- **Goals**
1. In one to three sentences, explain what the script posted in the buffer-monitoring thread does and how its output ties to the thread's subject line.
2. Answer these from the buffer-monitoring thread:
(a) On what date and at what time, with offset, was the top message sent?
(b) Which logs does the script sweep, and on what kind of server?
(c) What policy name appears in the sample command shown with the output?
3. Pick up the buffer-monitoring thread after its last line, and keep writing in its format.

- **Passage**
:::

Veritas-bu

[Veritas-bu] Monitoring perfomance at the buffer level

2004-08-12 09:08:13
Subject: [Veritas-bu] Monitoring perfomance at the buffer level
From: dave.markham AT icl DOT net (Dave Markham)
Date: Thu, 12 Aug 2004 14:08:13 +0100
Dave Markham wrote:

> Ed Wilts wrote:
>
>> On Tue, Aug 10, 2004 at 03:59:35PM -0600, Mark.Donaldson AT cexp DOT com 
>> wrote:
>>  
>>
>>> Here's a quick and dirty script that sweeps the bptm logs on a media 
>>> server
>>> for a supplied policy name and reports the "fill_buffer, waiting on 
>>> empty
>>> buffer" and "write_backup, waiting on full buffer" statistics.
>>>
>>> Output looks like this:
>>>
>>>   
>>>
>>>> policy_perf Hot_PRD
>>>>     
>>>
>>> ## Gathering data..........Done.

:::

[Stored items from a collection]

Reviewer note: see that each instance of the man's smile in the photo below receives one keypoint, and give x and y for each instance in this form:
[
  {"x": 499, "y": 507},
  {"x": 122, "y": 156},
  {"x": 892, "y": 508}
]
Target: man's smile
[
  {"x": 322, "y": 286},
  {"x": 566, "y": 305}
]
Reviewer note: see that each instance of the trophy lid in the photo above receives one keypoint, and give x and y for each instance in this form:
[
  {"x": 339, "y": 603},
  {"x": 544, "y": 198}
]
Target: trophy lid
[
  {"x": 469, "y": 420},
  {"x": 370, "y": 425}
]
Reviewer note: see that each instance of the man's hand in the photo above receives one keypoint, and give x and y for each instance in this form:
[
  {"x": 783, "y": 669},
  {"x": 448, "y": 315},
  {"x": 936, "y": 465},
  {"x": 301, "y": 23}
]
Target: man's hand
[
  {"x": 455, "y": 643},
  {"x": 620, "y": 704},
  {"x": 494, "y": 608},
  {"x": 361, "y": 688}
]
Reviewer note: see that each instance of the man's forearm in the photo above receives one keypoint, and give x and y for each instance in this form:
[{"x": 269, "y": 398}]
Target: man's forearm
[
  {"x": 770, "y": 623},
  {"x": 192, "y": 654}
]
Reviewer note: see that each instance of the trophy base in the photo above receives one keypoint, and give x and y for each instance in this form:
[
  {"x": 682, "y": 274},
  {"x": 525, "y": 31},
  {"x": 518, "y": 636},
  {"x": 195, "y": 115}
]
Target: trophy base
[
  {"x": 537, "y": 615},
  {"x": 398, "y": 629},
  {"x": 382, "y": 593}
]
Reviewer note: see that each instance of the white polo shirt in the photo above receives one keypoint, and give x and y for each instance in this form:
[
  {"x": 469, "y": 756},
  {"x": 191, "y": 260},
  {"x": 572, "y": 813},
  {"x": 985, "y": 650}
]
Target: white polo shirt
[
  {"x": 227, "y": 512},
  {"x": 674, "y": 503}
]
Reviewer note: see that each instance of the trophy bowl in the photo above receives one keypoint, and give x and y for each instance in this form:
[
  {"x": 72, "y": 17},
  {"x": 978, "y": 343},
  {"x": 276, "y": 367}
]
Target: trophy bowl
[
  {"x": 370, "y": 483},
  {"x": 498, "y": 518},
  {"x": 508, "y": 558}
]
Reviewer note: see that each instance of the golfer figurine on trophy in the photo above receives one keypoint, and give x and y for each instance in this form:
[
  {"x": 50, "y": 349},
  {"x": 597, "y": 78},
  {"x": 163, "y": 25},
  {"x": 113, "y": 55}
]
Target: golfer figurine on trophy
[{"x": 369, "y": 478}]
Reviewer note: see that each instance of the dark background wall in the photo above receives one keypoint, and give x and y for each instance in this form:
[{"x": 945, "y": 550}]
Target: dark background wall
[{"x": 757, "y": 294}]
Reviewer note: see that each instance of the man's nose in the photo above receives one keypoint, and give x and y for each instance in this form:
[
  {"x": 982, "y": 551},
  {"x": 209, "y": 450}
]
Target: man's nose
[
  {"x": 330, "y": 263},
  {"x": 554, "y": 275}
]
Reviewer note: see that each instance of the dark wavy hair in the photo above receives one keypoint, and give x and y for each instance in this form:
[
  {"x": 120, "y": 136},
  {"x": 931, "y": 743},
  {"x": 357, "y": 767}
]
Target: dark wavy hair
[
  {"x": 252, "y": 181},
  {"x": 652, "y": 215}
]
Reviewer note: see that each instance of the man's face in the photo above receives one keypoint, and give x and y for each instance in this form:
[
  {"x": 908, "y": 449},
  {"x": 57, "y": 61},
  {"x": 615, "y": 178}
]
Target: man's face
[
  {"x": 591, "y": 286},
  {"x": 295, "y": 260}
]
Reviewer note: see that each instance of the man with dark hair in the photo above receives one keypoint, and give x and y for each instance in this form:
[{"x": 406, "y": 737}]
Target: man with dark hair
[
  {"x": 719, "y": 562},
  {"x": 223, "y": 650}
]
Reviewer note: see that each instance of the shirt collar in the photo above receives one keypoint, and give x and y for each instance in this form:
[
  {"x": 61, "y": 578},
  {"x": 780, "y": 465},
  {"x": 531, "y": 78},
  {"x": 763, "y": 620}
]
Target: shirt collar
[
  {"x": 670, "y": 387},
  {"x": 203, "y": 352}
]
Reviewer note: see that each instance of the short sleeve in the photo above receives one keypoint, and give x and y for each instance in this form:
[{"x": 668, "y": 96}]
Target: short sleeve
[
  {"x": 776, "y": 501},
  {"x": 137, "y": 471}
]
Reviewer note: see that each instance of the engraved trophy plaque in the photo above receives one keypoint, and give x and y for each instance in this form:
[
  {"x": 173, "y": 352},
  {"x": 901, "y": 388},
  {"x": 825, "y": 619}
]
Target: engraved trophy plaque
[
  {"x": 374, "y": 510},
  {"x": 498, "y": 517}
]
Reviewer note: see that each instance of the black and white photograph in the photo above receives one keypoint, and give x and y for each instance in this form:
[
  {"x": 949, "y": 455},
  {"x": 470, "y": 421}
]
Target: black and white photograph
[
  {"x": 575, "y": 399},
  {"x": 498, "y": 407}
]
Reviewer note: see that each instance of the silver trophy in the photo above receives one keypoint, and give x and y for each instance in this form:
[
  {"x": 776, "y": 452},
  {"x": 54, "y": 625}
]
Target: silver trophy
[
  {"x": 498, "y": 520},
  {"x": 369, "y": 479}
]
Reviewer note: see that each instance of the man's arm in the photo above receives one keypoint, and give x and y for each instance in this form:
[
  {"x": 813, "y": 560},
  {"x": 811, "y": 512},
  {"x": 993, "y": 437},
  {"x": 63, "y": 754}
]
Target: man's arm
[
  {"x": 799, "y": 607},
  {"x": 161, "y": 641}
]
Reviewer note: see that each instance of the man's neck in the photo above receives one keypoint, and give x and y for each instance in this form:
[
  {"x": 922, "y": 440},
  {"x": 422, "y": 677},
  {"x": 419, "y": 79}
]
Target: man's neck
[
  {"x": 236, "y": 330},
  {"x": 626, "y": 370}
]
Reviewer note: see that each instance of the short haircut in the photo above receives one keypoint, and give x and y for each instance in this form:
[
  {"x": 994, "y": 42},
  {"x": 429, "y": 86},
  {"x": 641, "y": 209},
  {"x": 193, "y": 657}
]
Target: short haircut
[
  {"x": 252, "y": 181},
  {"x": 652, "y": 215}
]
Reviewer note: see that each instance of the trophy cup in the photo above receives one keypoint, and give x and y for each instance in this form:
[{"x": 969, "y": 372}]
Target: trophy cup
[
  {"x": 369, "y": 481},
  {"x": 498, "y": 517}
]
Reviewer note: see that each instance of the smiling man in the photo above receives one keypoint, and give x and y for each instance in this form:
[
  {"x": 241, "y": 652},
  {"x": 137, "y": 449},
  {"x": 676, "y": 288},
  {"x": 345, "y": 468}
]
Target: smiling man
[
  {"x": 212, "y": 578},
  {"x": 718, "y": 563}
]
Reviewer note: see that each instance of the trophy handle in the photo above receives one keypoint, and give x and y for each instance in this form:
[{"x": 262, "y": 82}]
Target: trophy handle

:::

- **Answers provided**
1. The script sweeps the bptm logs on a media server for a supplied policy name. It reports the "fill_buffer, waiting on empty buffer" and "write_backup, waiting on full buffer" statistics, which are buffer-level figures and so match the thread's subject of monitoring performance at the buffer level.

2.
(a) Thu, 12 Aug 2004 14:08:13 +0100
(b) The bptm logs on a media server
(c) Hot_PRD

3.
>>> ## Write to buffer waiting on available buffer:
>>> Min: 0  Avg: 356  Max: 5877 with 285 samples
>>>
>>> ## Write to tape waiting on full buffer:
>>> Min: 0  Avg: 43373  Max: 290583 with 7 samples
>>>   
>>
>>
>> I've added a section to optionally pass in a date so I can go back
>> through previous days logs and here's a sample:
>>
>> [root@osiris ewilts]# ./perf.sh osiris-vpn 081004
>> Using /usr/openv/netbackup/logs/bptm/log.081004
>> ## Gathering data.................................................Done.
>> ## Write to buffer waiting on available buffer:
>> Min: 0  Avg: 1216  Max: 42479 with 150 samples
>>
>> ## Write to tape waiting on full buffer:
>> Min: 317  Avg: 34382  Max: 157723 with 48 samples
>>
>>  
>>
>>> If the Write to Buffer is waiting for an available empty buffer a whole
>>> bunch, then perhaps you should increase your buffer count.  If 
>>> you're tape
>>> writing process waiting on a full buffer a lot, then you're starving 
>>> your
>>> tape drives and you should find a way to increase the delivery of 
>>> client
>>> data to your media server or increase your multiplexing factor.
>>>   
>>
>>
>> So what's a "whole bunch"?  Is what I'm seeing an issue I should deal
>> with?  Don't things like incrementals really slow down the tape
>> processing?
>>
>> Can it be broken down by host instead of by policy?  Having multiple
>> hosts per policy would make it difficult to target a system to fix.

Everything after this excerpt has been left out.